Recopiez mot pour mot toutes les données ci-dessous, sans rien changer ni omettre.

_ _ _

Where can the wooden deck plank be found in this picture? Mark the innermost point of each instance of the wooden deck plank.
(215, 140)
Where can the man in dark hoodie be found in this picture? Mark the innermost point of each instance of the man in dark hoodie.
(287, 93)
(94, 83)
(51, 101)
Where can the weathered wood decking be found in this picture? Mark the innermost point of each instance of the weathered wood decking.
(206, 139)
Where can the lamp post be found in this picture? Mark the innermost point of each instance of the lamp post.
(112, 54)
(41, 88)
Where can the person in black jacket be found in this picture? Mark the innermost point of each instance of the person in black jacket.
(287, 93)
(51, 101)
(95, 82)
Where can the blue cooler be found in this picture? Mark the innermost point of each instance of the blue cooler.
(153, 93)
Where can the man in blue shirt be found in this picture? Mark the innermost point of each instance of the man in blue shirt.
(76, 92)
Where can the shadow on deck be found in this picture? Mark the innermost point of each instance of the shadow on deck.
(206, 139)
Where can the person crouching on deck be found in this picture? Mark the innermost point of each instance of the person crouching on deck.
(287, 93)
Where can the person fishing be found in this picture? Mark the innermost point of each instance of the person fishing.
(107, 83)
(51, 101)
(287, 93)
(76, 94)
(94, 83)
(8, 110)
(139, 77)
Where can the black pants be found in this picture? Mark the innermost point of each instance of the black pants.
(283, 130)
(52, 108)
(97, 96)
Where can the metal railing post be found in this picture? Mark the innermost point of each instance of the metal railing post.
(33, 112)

_ _ _

■ **RÉSULTAT COMPLET**:
Where can the wooden deck plank be found in this picture? Mark the innermost point of each instance of the wooden deck plank.
(215, 140)
Where can the man in dark hoodie be found in this picture? Mark the innermost point of each instance of the man in dark hoodie.
(287, 93)
(94, 83)
(51, 101)
Where can the weathered wood decking be found in this picture? Mark the innermost point of each instance of the weathered wood decking.
(206, 139)
Where can the lamp post be found in this picture? Mark the innermost point of each instance of the lamp post.
(112, 54)
(41, 88)
Where can the person in black jacket be found in this picture? Mark the innermost point of each instance of the person in black jacket.
(287, 93)
(51, 101)
(95, 82)
Where can the blue cooler be found in this picture? Mark the innermost point of each instance of the blue cooler.
(153, 93)
Where can the man in blue shirt be found in this picture? Mark the innermost point of each instance of the man in blue shirt.
(76, 92)
Where can the shadow on deck be found in this picture? Mark the innermost point of each instance of the shadow on deck.
(206, 139)
Where can the person crouching on deck be found in this picture? Mark the innermost point of each instance of the person crouching on deck.
(287, 93)
Where can the person fishing be found in this picture? Mark the innermost point of each instance of the person fishing.
(107, 83)
(51, 101)
(287, 93)
(76, 94)
(94, 83)
(8, 110)
(139, 77)
Where can the black pants be found in this picture? Mark the innermost point of each instance of the black pants.
(283, 130)
(52, 108)
(97, 96)
Where can the metal railing post be found in this picture? Mark the innermost point of each instance of the metal railing post.
(33, 112)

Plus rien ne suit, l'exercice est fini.